## [Exercise data]
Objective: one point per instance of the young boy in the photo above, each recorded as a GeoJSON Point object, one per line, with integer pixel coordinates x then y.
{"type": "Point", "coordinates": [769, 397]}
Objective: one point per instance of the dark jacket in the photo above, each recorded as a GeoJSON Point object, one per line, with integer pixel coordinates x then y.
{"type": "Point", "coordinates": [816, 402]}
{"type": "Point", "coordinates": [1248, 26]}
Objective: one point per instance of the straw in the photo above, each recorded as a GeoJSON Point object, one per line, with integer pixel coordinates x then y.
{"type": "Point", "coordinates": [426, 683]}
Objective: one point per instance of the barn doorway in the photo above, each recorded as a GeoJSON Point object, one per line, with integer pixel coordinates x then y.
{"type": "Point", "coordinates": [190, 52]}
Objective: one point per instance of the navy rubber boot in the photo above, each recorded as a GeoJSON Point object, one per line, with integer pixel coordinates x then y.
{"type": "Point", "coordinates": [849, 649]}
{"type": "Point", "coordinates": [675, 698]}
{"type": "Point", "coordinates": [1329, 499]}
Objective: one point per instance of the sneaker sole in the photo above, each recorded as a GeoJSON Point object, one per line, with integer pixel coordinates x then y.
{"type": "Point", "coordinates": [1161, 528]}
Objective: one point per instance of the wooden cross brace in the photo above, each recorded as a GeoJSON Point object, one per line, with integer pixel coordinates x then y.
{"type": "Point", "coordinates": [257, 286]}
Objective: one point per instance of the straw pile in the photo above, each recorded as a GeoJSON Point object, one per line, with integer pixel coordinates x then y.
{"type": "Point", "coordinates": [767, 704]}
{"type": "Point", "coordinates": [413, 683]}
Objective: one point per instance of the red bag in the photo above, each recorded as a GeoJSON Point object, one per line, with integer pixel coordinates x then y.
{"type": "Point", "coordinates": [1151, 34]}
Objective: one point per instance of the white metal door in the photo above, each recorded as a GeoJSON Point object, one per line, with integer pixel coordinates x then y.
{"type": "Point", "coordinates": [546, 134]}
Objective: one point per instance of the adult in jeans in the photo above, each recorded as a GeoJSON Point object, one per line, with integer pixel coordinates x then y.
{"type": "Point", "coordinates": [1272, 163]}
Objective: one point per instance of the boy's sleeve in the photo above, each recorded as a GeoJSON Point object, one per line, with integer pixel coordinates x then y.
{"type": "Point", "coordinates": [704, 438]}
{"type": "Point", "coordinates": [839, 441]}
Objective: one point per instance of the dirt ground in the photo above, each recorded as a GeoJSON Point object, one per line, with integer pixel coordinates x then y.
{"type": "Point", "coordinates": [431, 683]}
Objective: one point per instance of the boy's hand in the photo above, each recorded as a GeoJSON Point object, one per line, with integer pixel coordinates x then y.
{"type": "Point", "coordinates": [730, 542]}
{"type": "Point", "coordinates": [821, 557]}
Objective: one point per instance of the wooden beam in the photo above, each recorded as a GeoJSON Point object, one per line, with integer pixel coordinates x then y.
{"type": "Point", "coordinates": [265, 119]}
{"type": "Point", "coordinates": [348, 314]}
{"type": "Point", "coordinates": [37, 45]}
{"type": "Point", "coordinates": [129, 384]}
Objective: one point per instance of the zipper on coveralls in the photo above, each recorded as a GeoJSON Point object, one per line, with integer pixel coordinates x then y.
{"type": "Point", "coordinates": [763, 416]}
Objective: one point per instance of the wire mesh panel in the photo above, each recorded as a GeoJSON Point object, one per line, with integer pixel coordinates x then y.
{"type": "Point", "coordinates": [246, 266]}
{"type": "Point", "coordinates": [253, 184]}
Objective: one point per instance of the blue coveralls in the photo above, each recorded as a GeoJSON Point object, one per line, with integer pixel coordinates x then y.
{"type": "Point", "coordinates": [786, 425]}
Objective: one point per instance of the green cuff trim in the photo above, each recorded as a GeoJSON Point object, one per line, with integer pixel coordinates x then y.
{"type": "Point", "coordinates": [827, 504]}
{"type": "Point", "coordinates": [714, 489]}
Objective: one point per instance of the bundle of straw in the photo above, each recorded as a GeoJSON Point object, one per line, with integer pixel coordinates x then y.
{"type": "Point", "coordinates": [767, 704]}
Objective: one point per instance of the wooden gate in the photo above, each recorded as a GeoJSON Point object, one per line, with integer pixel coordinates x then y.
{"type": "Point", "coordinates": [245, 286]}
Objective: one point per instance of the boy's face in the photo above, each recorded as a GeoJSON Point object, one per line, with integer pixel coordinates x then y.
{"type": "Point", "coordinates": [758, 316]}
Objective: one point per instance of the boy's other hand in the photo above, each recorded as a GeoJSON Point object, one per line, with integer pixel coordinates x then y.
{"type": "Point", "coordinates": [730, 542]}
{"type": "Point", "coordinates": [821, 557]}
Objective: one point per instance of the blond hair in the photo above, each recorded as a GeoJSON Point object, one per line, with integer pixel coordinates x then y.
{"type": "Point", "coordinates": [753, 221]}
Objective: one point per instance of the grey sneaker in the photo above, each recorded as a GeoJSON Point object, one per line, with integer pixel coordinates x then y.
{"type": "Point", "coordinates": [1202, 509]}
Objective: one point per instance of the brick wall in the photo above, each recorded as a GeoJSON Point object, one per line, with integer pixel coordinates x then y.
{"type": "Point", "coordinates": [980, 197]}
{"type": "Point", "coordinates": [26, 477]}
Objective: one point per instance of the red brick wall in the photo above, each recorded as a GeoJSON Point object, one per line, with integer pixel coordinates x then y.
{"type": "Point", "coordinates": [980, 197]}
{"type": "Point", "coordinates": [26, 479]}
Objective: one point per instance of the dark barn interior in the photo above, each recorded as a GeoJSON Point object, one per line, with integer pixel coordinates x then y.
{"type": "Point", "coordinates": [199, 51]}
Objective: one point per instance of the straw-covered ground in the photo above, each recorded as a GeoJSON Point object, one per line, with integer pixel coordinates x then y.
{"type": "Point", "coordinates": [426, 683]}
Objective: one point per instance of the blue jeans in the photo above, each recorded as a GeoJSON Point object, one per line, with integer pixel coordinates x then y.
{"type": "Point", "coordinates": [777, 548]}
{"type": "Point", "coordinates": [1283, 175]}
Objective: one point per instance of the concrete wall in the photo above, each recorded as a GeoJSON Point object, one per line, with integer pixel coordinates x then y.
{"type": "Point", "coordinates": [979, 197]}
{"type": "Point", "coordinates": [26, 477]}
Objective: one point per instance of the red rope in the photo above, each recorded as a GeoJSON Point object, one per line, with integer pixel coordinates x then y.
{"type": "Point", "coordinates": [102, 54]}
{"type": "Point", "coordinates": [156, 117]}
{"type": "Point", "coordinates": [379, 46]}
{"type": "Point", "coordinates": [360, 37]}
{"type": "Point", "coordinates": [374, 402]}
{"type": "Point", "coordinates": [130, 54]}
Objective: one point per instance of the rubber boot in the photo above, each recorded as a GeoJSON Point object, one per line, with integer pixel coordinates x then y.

## [What to work on]
Would you please transcribe all of the entries above exactly?

## [Solution to this exercise]
Objective: one point per instance of the young boy in the photo above, each recorded as a GeoJSON Point object, one per line, with integer pixel coordinates x then y.
{"type": "Point", "coordinates": [769, 397]}
Objective: one point per instance of the dark jacket in the photo above, each recorded as a GeoJSON Point object, one per line, with integer pixel coordinates x then y.
{"type": "Point", "coordinates": [816, 402]}
{"type": "Point", "coordinates": [1248, 26]}
Objective: one point per instance of the straw in the photo above, each recorded as a GeoJSON Point object, one per line, with integer pixel coordinates x then y.
{"type": "Point", "coordinates": [426, 683]}
Objective: one point per instance of the barn doorway in the photo above, each recorded as a GeoJSON Point object, one per line, with integer pixel coordinates x then y.
{"type": "Point", "coordinates": [190, 52]}
Objective: one point per instance of the navy rubber boot in the photo above, each recorded as a GeoJSON Point object, one per line, with integer pixel coordinates x then y.
{"type": "Point", "coordinates": [849, 649]}
{"type": "Point", "coordinates": [675, 698]}
{"type": "Point", "coordinates": [1329, 499]}
Objective: one point per instance of the sneaker sole in the photo above, each recorded as a GeoJSON Point object, one per line, with integer pixel coordinates x then y.
{"type": "Point", "coordinates": [1161, 528]}
Objective: one point per instance of the wooden cross brace in the photo above, each recorded as a GeoJSON Point object, one per line, with integer pixel coordinates x then y.
{"type": "Point", "coordinates": [257, 286]}
Objective: one point per instance of the straw pile in the photo above, each recorded as a GeoJSON Point object, one per line, with integer pixel coordinates x then y.
{"type": "Point", "coordinates": [767, 704]}
{"type": "Point", "coordinates": [413, 683]}
Objective: one point per instance of the red bag in the photo above, each recorded as a GeoJSON Point object, one per line, with integer pixel coordinates x then y.
{"type": "Point", "coordinates": [1151, 34]}
Objective: one point per instance of the white metal door in the photo above, each recorded as a GeoJSON Point object, one per line, with integer pixel coordinates x then y.
{"type": "Point", "coordinates": [546, 134]}
Objective: one point per instance of the adult in jeans in the photo above, each recorded as a GeoJSON Point object, one per line, with integer pixel coordinates x then y.
{"type": "Point", "coordinates": [1272, 163]}
Objective: one point per instance of the boy's sleeve in the photo above, each recorded as a GeoJSON Point object, one per line, with integer pixel coordinates x then y.
{"type": "Point", "coordinates": [704, 438]}
{"type": "Point", "coordinates": [839, 441]}
Objective: one point per instance of the dirt ground in the photo above, each recorded as a GeoJSON Point object, one per line, with integer pixel coordinates x then y.
{"type": "Point", "coordinates": [431, 683]}
Objective: one point per instance of the boy's hand in the photo above, each recorded as a GeoJSON Point object, one per line, with integer pixel coordinates x then y.
{"type": "Point", "coordinates": [730, 542]}
{"type": "Point", "coordinates": [821, 557]}
Objective: one point per instance of the wooden beam in the photo above, each recorded as a GeoJSON Point object, one per line, with integer pixel coordinates x then y.
{"type": "Point", "coordinates": [265, 119]}
{"type": "Point", "coordinates": [348, 314]}
{"type": "Point", "coordinates": [37, 45]}
{"type": "Point", "coordinates": [129, 384]}
Objective: one point per instance of the zipper on coveralls in the photo above, each recorded as a GeoJSON Point object, one per line, with integer pixel coordinates x then y.
{"type": "Point", "coordinates": [763, 416]}
Objective: one point per instance of the wire mesh panel in the photo above, each recorded as a GeoJSON Point object, one per line, with integer pixel coordinates x then y.
{"type": "Point", "coordinates": [246, 266]}
{"type": "Point", "coordinates": [253, 184]}
Objective: one point per instance of the blue coveralls in the photo above, each recorded as a GeoJSON Point object, one per line, with integer pixel coordinates x then y.
{"type": "Point", "coordinates": [786, 425]}
Objective: one point per instance of the green cuff trim in the photo above, each recorded as a GeoJSON Point object, one per line, with integer pixel coordinates x then y.
{"type": "Point", "coordinates": [827, 504]}
{"type": "Point", "coordinates": [714, 489]}
Objective: one point per instance of the bundle of straw in the photo above, each recorded as a GeoJSON Point object, one per line, with integer pixel coordinates x then y.
{"type": "Point", "coordinates": [767, 704]}
Objective: one point per instance of the wooden gate in the photo above, each recorded as a GeoJSON Point object, one per line, with integer pixel coordinates x then y.
{"type": "Point", "coordinates": [245, 286]}
Objective: one point per instance of the boy's face in the photo above, each recorded as a GeoJSON Point object, one per line, with integer pixel coordinates x then y.
{"type": "Point", "coordinates": [758, 316]}
Objective: one point per instance of the boy's other hand in the photo above, each recorded as a GeoJSON Point object, one per line, with integer pixel coordinates x then y.
{"type": "Point", "coordinates": [730, 542]}
{"type": "Point", "coordinates": [821, 557]}
Objective: one point per instance of the blond hair in the photo above, each recorded as a GeoJSON Point object, one per line, with integer pixel coordinates x then y.
{"type": "Point", "coordinates": [753, 221]}
Objective: one point per instance of the grey sneaker in the photo above, each recorded as a GeoJSON Point object, one per line, with integer pixel coordinates x then y.
{"type": "Point", "coordinates": [1202, 509]}
Objective: one point per instance of the brick wall in the photo above, each recorded as a GeoJSON Point object, one per line, with integer pixel coordinates x then y.
{"type": "Point", "coordinates": [980, 197]}
{"type": "Point", "coordinates": [26, 477]}
Objective: one point per instance of the red brick wall in the photo above, each recorded as a GeoJSON Point object, one per line, with integer pixel coordinates x then y.
{"type": "Point", "coordinates": [980, 197]}
{"type": "Point", "coordinates": [26, 479]}
Objective: one point per instance of the dark barn interior in the photo above, each recorded as a GeoJSON Point object, one per line, with integer pixel coordinates x then y.
{"type": "Point", "coordinates": [199, 51]}
Objective: one point per instance of the straw-covered ground in the photo above, each recorded as a GeoJSON Point object, one per line, with integer pixel coordinates x then y.
{"type": "Point", "coordinates": [426, 683]}
Objective: one point per instance of the blue jeans in the photo above, each recorded as a GeoJSON Point object, one per line, with integer pixel coordinates x then y.
{"type": "Point", "coordinates": [777, 548]}
{"type": "Point", "coordinates": [1283, 175]}
Objective: one point per instance of the concrete wall in the photo above, each recorded as a GeoJSON Point object, one per line, with integer pixel coordinates x then y.
{"type": "Point", "coordinates": [979, 197]}
{"type": "Point", "coordinates": [26, 477]}
Objective: one point per instance of the red rope in the photo above, each recorded as a GeoJSON Point object, one per line, with integer pixel coordinates x then y.
{"type": "Point", "coordinates": [102, 54]}
{"type": "Point", "coordinates": [156, 117]}
{"type": "Point", "coordinates": [379, 46]}
{"type": "Point", "coordinates": [360, 37]}
{"type": "Point", "coordinates": [374, 402]}
{"type": "Point", "coordinates": [130, 54]}
Objective: one point per instance of the rubber boot in the photo above, each recorded as a GeoJSON Point object, one per line, with integer pixel coordinates x then y.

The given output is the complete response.